(Document passage)
This is actually quite an understatement for any conscious human (is there any other kind?).  It seems the more we become aware, the more we suffer.  This is why there is a real belief in the expression “ignorance is bliss.”  I have often read the bible as well as a number of other books on religious thought, as well as listening and reading about other stories of creation.  In each of these it is consciousness that marks the beginning of relationship, especially the relationship with self.  Without consciousness, one “is” without awareness of self.  In discovery of self, one then is able to discover others, an act of separation.  Before consciousness, there is no separation between self and other, all just is.  And this includes whatever it is that we call the Divine.  The Divine, God, self and other – all enmeshed without consciousness.  Too much here to think about, to wonder about for a small post.  Perhaps more deserves to be said later.

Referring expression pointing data
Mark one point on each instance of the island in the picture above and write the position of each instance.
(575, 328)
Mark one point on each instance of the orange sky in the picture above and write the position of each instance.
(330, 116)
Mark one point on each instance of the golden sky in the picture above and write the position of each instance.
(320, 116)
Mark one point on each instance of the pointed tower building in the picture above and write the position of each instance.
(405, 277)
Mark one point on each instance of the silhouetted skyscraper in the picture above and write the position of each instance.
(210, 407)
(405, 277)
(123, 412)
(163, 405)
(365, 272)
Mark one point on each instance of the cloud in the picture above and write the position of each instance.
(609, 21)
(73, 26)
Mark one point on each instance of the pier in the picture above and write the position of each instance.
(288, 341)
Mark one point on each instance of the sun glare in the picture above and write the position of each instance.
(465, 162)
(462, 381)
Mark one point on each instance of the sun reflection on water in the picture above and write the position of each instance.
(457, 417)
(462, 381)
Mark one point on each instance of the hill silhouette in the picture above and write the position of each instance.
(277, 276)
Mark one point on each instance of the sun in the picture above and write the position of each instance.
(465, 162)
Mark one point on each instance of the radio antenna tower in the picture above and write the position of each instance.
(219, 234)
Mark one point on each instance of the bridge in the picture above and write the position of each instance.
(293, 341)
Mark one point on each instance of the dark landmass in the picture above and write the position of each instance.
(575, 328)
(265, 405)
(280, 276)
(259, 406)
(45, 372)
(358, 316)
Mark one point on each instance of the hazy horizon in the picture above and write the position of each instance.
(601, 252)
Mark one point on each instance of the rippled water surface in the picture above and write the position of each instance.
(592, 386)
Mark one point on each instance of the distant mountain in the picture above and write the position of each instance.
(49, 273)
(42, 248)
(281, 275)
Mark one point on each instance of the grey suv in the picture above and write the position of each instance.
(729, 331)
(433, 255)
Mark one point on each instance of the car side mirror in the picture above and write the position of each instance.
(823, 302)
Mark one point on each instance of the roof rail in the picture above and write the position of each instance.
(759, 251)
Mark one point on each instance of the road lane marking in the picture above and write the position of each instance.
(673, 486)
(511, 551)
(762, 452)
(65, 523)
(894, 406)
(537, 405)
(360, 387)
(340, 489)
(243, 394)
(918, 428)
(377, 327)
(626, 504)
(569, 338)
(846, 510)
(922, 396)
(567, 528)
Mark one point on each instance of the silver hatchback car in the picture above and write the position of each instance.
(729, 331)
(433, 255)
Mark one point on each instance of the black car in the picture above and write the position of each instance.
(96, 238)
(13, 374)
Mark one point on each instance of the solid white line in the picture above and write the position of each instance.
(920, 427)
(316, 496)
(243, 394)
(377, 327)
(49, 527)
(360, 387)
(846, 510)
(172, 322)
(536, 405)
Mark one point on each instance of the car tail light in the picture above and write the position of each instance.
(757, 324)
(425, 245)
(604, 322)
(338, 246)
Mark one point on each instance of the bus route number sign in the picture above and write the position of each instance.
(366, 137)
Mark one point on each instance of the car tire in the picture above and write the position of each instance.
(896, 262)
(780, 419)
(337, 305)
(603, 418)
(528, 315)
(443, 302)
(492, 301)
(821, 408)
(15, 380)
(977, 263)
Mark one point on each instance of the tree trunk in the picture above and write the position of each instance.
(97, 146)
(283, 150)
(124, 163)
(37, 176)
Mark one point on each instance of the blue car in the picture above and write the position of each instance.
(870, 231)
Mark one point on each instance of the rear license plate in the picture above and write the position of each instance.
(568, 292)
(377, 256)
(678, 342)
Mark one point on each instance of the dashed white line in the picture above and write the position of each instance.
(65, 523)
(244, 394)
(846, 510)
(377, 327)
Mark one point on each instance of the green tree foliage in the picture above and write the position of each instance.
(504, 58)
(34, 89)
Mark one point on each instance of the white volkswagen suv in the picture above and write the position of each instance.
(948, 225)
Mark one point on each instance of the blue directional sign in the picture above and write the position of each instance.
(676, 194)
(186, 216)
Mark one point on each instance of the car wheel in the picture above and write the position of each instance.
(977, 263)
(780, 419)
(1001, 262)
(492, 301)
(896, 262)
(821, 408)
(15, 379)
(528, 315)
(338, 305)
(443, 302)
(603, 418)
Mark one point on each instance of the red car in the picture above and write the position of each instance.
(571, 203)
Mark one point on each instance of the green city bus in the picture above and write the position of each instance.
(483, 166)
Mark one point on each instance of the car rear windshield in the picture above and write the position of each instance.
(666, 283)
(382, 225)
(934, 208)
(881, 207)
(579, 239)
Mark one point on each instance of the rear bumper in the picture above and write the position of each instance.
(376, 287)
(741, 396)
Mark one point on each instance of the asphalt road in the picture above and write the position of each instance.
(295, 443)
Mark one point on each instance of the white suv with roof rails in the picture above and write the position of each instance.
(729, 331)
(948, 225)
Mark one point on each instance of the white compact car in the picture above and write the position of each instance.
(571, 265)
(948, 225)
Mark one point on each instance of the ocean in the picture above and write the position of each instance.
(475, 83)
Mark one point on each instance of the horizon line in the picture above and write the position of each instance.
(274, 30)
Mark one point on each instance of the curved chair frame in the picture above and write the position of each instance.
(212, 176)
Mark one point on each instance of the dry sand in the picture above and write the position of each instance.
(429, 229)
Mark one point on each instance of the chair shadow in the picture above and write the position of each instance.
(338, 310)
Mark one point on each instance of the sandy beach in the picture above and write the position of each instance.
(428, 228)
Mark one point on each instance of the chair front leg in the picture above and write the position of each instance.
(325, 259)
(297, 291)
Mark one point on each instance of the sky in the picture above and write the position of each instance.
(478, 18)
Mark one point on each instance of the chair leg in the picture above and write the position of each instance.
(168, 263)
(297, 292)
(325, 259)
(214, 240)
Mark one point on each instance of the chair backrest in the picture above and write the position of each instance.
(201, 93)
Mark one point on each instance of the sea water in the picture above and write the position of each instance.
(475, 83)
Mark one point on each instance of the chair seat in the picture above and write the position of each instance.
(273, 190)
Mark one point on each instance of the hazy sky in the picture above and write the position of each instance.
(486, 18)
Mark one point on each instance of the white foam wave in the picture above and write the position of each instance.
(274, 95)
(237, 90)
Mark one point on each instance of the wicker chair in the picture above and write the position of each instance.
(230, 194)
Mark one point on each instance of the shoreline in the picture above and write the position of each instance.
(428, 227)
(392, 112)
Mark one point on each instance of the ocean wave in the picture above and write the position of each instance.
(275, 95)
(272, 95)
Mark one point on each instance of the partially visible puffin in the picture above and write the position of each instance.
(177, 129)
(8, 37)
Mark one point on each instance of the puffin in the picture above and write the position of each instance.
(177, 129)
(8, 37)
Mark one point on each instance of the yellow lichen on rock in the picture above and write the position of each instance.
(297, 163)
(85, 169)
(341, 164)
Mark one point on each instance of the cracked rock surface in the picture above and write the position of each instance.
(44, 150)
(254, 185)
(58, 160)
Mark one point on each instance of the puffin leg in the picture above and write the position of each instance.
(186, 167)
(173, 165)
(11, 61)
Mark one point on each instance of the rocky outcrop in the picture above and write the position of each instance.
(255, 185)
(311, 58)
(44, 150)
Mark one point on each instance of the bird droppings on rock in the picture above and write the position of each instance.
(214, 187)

(Activity list)
- A) The passage on consciousness names what is "all enmeshed without consciousness." List each of those things.
- B) Continue the passage on consciousness and suffering, starting after its last sentence.

(Answers to each task)
- A)
- The Divine
- God
- Self
- Other

- B)
In the beginning when God created the heavens and the earth, the earth was a formless void and darkness covered the face of the deep, while a wind from God swept over the face of the waters. Then God said, ‘Let there be light’; and there was light. And God saw that the light was good; and God separated the light from the darkness. God called the light Day, and the darkness he called Night. And there was evening and there was morning, the first day.” (Bible, Genesis 1)

The beginning – a darkness, a formless void – unconsciousness.  And then there was light – a separation from the darkness – consciousness.  The beginning begins with the dawn of consciousness.  Think about it for a while.  If not, this was not the beginning at all.  How do we account for the creation of darkness, what came before consciousness?  From whence this entity called God?